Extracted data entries

────────

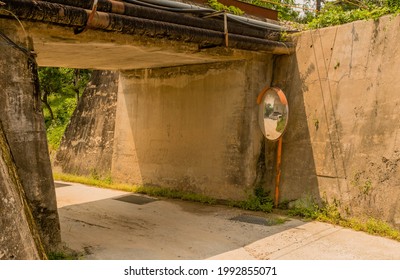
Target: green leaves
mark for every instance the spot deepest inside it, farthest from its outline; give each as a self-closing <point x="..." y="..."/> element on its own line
<point x="220" y="7"/>
<point x="333" y="14"/>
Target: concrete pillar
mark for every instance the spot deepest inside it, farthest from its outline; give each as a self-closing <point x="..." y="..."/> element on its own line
<point x="19" y="238"/>
<point x="191" y="127"/>
<point x="23" y="124"/>
<point x="87" y="145"/>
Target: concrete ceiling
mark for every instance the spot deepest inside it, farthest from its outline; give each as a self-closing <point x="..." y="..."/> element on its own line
<point x="58" y="46"/>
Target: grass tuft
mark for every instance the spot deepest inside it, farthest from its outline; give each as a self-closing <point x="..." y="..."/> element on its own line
<point x="330" y="213"/>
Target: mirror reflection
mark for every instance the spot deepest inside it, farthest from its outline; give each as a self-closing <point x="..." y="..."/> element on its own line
<point x="273" y="113"/>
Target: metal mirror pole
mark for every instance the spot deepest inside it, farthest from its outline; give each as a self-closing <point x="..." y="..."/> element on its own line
<point x="273" y="116"/>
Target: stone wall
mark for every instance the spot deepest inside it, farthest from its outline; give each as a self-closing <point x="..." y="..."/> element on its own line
<point x="343" y="140"/>
<point x="191" y="127"/>
<point x="87" y="145"/>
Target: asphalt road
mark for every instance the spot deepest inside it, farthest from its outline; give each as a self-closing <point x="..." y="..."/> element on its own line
<point x="108" y="224"/>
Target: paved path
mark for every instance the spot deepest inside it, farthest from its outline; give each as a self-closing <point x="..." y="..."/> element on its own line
<point x="109" y="224"/>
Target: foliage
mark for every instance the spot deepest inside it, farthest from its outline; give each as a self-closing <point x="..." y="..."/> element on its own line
<point x="349" y="11"/>
<point x="330" y="213"/>
<point x="60" y="90"/>
<point x="221" y="7"/>
<point x="285" y="12"/>
<point x="258" y="201"/>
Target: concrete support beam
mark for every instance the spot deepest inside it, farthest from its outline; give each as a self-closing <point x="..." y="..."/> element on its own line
<point x="23" y="124"/>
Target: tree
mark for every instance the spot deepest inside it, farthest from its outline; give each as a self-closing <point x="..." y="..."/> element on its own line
<point x="61" y="82"/>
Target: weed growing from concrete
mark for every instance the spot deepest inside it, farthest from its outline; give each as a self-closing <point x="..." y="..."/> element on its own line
<point x="330" y="213"/>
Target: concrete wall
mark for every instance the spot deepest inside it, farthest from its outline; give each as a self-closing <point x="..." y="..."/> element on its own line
<point x="87" y="145"/>
<point x="23" y="125"/>
<point x="18" y="232"/>
<point x="343" y="139"/>
<point x="191" y="127"/>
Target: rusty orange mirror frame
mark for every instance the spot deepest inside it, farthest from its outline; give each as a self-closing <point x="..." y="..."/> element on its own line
<point x="283" y="100"/>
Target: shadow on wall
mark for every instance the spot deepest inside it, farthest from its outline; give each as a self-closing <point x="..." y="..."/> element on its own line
<point x="298" y="177"/>
<point x="188" y="127"/>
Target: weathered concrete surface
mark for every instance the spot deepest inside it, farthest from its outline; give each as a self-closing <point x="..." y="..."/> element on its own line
<point x="87" y="145"/>
<point x="96" y="223"/>
<point x="18" y="234"/>
<point x="342" y="142"/>
<point x="191" y="127"/>
<point x="59" y="47"/>
<point x="23" y="124"/>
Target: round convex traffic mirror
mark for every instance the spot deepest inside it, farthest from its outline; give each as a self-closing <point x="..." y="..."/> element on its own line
<point x="273" y="113"/>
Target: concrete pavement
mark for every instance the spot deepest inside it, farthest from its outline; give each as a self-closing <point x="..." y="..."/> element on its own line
<point x="109" y="224"/>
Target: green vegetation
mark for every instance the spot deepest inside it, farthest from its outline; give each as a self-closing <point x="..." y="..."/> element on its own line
<point x="347" y="11"/>
<point x="221" y="7"/>
<point x="64" y="255"/>
<point x="329" y="213"/>
<point x="60" y="90"/>
<point x="285" y="12"/>
<point x="259" y="201"/>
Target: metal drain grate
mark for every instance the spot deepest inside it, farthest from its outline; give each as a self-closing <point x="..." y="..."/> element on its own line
<point x="254" y="220"/>
<point x="135" y="199"/>
<point x="60" y="185"/>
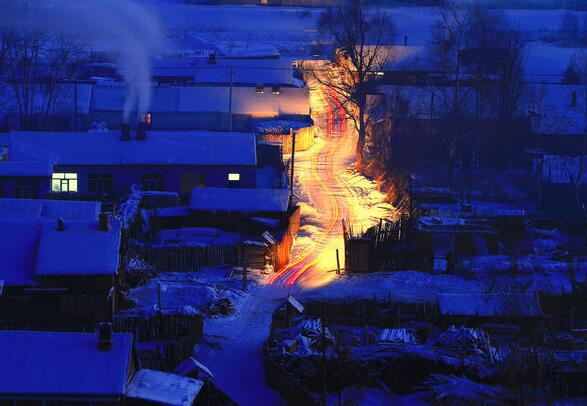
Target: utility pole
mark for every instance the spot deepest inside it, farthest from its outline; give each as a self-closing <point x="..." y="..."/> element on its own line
<point x="292" y="134"/>
<point x="245" y="259"/>
<point x="324" y="375"/>
<point x="230" y="72"/>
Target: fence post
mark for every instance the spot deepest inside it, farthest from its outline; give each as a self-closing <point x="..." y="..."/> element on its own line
<point x="245" y="267"/>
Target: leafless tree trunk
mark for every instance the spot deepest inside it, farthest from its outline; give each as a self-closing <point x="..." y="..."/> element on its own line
<point x="359" y="38"/>
<point x="35" y="65"/>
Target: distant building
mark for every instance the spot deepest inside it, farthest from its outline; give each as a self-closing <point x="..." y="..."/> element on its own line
<point x="206" y="107"/>
<point x="563" y="182"/>
<point x="85" y="369"/>
<point x="101" y="164"/>
<point x="65" y="367"/>
<point x="58" y="261"/>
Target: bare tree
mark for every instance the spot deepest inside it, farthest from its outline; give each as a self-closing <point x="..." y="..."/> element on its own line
<point x="360" y="37"/>
<point x="480" y="57"/>
<point x="35" y="65"/>
<point x="569" y="27"/>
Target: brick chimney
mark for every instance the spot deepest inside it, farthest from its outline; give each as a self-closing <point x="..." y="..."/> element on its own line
<point x="142" y="131"/>
<point x="125" y="132"/>
<point x="103" y="223"/>
<point x="104" y="336"/>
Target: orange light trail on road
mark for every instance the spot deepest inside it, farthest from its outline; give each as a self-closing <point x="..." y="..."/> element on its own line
<point x="322" y="255"/>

────────

Repeat the lines above exactly, and keep every picture out.

Target: green leaves
mark for every instance the spot deepest inside it, farthest from its outline; give each as a self-closing <point x="..." y="..."/> element on its own line
<point x="220" y="7"/>
<point x="333" y="14"/>
Target: concrete pillar
mark for every instance the spot deepest inside it, farthest from its outline; give each as a self-closing <point x="..." y="..."/> element on its own line
<point x="19" y="238"/>
<point x="191" y="127"/>
<point x="23" y="124"/>
<point x="87" y="145"/>
Target: concrete ceiling
mark for every instance the spot deepest inside it, farthest from its outline; give each as a self-closing <point x="..." y="..."/> element on its own line
<point x="58" y="46"/>
Target: grass tuft
mark for every instance the spot deepest inside it, farthest from its outline; give each as a self-closing <point x="..." y="..."/> element on its own line
<point x="330" y="213"/>
Target: mirror reflection
mark for every instance the spot deepest inside it, farthest from its outline; give each as a self-closing <point x="..." y="..."/> element on its own line
<point x="273" y="113"/>
Target: metal mirror pole
mark for every instance the spot deepest inside it, farthest from its outline; give each as a self-closing <point x="..." y="..."/> element on its own line
<point x="273" y="116"/>
Target: stone wall
mark for every instance the spot deepest inside it, farthest from its outline; give each as a self-closing <point x="..." y="..."/> element on its own line
<point x="343" y="140"/>
<point x="191" y="127"/>
<point x="87" y="145"/>
Target: asphalt road
mark for every instance the spot deepest inside it, farthest from its outline; give each as a self-closing <point x="..." y="..."/> element on its own line
<point x="108" y="224"/>
Target: paved path
mark for every instance the spot deepest inside it, farthest from its outline; give each as a self-closing <point x="..." y="..."/> element on its own line
<point x="109" y="224"/>
Target: foliage
mark for every instance the spot deepest inside it, farthest from its outline; give each as a self-closing <point x="..." y="..."/> element on its own line
<point x="349" y="11"/>
<point x="330" y="213"/>
<point x="60" y="90"/>
<point x="221" y="7"/>
<point x="285" y="12"/>
<point x="258" y="201"/>
Target: concrete support beam
mark for every instance the spot deepest inside it, farthest from its outline; give each as a self-closing <point x="..." y="..."/> element on its own line
<point x="23" y="124"/>
Target: tree
mark for every instance the spot deepest inside it, farthest from its outline; give each as a self-closing <point x="..." y="..."/> element on its own line
<point x="61" y="82"/>
Target: weed growing from concrete
mark for every instance the spot deepest inside it, farthest from its outline; give each as a self-closing <point x="..." y="..."/> element on its own line
<point x="330" y="213"/>
Target: concrete wall
mark for every instance the spot deepest inside it, farthest from its outline; give each as a self-closing <point x="..." y="..."/> element on its own line
<point x="87" y="145"/>
<point x="23" y="125"/>
<point x="18" y="232"/>
<point x="343" y="139"/>
<point x="191" y="127"/>
Target: rusty orange mirror frame
mark for every instance the spot deepest inside it, farthest from its outline; give each as a self-closing <point x="..." y="..."/> element on its own line
<point x="283" y="100"/>
Target: shadow on wall
mark for every instance the spot deepest inside it, farthest from its outline; give each as a self-closing <point x="..." y="..."/> element on its own line
<point x="298" y="177"/>
<point x="188" y="127"/>
Target: weathered concrete surface
mark for every instance the spot deepest inside it, farthest from its outline; give each as a self-closing <point x="..." y="..."/> element on its own line
<point x="87" y="145"/>
<point x="96" y="223"/>
<point x="18" y="234"/>
<point x="342" y="142"/>
<point x="191" y="127"/>
<point x="59" y="47"/>
<point x="23" y="124"/>
Target: round convex traffic mirror
mark for every instance the spot deepest inside it, farthest from its outline; give each as a self-closing <point x="..." y="..."/> element on its own line
<point x="273" y="113"/>
Target: concrete pavement
mark for every instance the spot deepest inside it, farthest from its outline; give each as a self-closing <point x="..." y="..."/> element on its own line
<point x="109" y="224"/>
Target: green vegetation
mark for every instance the spot deepest inside it, farthest from its outline; give each as a self-closing <point x="..." y="..."/> element on its own line
<point x="347" y="11"/>
<point x="221" y="7"/>
<point x="64" y="255"/>
<point x="329" y="213"/>
<point x="60" y="90"/>
<point x="285" y="12"/>
<point x="259" y="201"/>
Target: metal drain grate
mark for every instance the spot deepest inside it, farthest from its outline; give each as a self-closing <point x="..." y="..."/> element on its own line
<point x="254" y="220"/>
<point x="135" y="199"/>
<point x="60" y="185"/>
Target: utility pole
mark for every instance the spot deepest inside it, farthest from its outline; give each as a self-closing <point x="..." y="..."/> element on its own line
<point x="292" y="134"/>
<point x="245" y="259"/>
<point x="324" y="375"/>
<point x="230" y="72"/>
Target: fence post
mark for every instance the spot deepest inside it, farthest from its outline; give each as a self-closing <point x="..." y="..."/> element on its own line
<point x="245" y="267"/>
Target: leafless tree trunk
mark for every instance the spot deepest inside it, farthest from its outline; give each as a self-closing <point x="..." y="..."/> element on its own line
<point x="359" y="38"/>
<point x="35" y="65"/>
Target: distant building
mark for every instance the spot deepest inside it, farthest from its outline; give each as a self-closing <point x="..." y="..."/> element on its own line
<point x="206" y="107"/>
<point x="563" y="182"/>
<point x="85" y="369"/>
<point x="101" y="164"/>
<point x="65" y="367"/>
<point x="58" y="261"/>
Target: bare tree
mark for every instance the spot deepest inside it, farthest from its outline; give each as a self-closing <point x="..." y="..."/> element on its own line
<point x="360" y="37"/>
<point x="480" y="57"/>
<point x="35" y="65"/>
<point x="569" y="27"/>
Target: brick chimney
mark for every instance the spot deepest inside it, farthest from its outline; give each as a self-closing <point x="..." y="..."/> element on its own line
<point x="142" y="131"/>
<point x="125" y="132"/>
<point x="103" y="223"/>
<point x="104" y="336"/>
Target: orange light trail on road
mark for every instance the spot deepest inside it, farthest from its outline; give each as a self-closing <point x="..." y="..."/> element on its own line
<point x="322" y="255"/>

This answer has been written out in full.